[Start Reading text]
Doh! I fed it by saving about 1/4 cup and adding another cup each of flour and water, and a tiny bit of yeast. I'm going to bake in about 6 hours...we'll see what it's like!

The poolish from yesterday had been sitting out for about 17 hours and had developed a skin on the top. What do you do with that?

uk1 Jan 19, 2015 8:55 am


Originally Posted by gfunkdave (Post 24193817)
Doh! I fed it by saving about 1/4 cup and adding another cup each of flour and water, and a tiny bit of yeast. I'm going to bake in about 6 hours...we'll see what it's like!

The poolish from yesterday had been sitting out for about 17 hours and had developed a skin on the top. What do you do with that?

Why?

Bleedin simple instructions .....


So I generally make a mix of equal plain hard Canadian white flour and water and a couple of grammes of yeast and leave it over night in my mixer bowl to save avoidable things to wash. Just a quick mix with a fork and cover it with a shower cap. Then recalculate the water and the flour I add the following day to achieve the hydration percentage I want and add the salt then. Mustn't add salt the previous day as it will kill the yeast.
You can't follow bleedin' simple instructions can you. What did you not understand about me saying this is simple. :eek:

Equal water with flour a few grams of yeast stir it a couple of times put a shower cap over it to keep the cat out and leave it until the following morning. That is it. Nothing more. No feed. No moisturiser. No piles creams.
[End Reading text]
→ Your goal:
In the poolish thread, list each ingredient named in the paragraph that begins "So I generally make a mix."
[Start Supplied records]
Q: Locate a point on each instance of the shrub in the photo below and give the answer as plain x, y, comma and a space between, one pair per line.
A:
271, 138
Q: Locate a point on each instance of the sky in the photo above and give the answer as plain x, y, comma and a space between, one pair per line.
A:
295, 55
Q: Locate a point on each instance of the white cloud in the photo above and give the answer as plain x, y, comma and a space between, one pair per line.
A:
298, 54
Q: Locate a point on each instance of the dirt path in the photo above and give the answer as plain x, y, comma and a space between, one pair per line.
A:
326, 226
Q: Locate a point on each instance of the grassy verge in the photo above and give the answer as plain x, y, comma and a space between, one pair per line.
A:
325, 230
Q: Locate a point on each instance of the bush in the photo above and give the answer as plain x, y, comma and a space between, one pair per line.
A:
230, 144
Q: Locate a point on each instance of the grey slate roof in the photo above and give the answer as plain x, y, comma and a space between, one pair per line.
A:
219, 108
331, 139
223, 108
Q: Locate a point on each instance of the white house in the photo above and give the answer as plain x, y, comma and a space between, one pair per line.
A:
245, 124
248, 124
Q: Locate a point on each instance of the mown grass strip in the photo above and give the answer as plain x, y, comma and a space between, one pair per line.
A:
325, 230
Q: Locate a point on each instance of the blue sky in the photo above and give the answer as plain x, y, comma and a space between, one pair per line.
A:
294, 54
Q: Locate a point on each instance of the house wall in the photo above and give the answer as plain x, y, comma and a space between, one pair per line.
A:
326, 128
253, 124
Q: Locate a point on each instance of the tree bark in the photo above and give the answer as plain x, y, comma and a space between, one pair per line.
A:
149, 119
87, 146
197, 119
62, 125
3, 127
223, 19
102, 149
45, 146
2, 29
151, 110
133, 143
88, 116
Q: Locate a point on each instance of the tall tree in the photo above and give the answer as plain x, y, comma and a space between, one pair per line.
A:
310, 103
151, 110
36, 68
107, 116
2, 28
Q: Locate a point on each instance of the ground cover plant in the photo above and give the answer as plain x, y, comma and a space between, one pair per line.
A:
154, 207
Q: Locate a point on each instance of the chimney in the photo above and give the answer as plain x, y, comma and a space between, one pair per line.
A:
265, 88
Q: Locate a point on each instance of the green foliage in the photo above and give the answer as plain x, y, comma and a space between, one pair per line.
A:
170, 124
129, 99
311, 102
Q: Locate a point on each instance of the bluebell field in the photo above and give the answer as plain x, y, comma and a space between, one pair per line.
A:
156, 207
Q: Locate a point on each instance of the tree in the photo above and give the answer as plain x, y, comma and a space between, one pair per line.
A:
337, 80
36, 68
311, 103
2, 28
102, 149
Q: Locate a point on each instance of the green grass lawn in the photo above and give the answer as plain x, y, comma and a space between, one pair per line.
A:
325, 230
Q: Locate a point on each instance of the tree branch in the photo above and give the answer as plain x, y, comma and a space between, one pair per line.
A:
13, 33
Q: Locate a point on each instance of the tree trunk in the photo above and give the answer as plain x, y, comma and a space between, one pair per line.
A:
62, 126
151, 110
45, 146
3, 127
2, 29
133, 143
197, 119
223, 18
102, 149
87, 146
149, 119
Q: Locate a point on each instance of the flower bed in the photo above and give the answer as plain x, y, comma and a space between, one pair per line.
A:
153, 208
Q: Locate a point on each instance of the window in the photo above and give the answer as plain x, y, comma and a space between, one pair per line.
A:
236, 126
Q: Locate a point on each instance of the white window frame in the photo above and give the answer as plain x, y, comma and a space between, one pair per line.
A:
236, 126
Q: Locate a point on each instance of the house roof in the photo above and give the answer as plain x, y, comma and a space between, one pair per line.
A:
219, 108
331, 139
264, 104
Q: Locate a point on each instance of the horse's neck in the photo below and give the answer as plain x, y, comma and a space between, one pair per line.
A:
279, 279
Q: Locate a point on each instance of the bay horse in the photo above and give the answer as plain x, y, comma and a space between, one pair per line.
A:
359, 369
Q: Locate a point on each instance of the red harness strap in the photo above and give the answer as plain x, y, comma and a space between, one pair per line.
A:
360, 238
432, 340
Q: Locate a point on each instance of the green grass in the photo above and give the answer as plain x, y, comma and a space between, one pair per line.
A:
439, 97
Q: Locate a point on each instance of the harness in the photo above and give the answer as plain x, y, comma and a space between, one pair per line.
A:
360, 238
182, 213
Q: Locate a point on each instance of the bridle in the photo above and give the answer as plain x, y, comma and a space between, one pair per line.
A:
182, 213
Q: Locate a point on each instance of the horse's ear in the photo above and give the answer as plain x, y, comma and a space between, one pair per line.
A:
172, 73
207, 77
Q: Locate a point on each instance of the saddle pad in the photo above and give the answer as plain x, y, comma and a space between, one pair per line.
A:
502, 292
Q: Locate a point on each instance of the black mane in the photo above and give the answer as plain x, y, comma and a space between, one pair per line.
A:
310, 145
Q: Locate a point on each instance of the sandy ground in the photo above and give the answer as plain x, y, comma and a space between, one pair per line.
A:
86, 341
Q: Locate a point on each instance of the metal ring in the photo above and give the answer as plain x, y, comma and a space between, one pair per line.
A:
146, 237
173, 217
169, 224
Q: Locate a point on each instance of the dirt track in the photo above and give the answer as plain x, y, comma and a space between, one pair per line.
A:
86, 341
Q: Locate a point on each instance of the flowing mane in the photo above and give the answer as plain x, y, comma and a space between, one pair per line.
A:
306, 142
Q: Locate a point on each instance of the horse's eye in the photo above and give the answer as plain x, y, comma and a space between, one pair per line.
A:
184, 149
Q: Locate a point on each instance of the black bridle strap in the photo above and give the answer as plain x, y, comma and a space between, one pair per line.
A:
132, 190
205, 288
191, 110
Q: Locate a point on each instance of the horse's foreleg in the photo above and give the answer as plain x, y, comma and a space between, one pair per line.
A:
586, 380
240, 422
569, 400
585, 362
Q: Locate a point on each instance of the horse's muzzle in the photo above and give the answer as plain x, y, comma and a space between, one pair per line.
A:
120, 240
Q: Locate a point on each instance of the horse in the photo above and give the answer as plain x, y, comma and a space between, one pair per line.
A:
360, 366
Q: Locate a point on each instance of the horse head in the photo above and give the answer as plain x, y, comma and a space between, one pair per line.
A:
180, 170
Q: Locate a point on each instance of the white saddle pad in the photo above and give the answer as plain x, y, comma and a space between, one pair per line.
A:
[End Supplied records]
→ Result below:
- Plain hard Canadian white flour
- Water
- Yeast
- Salt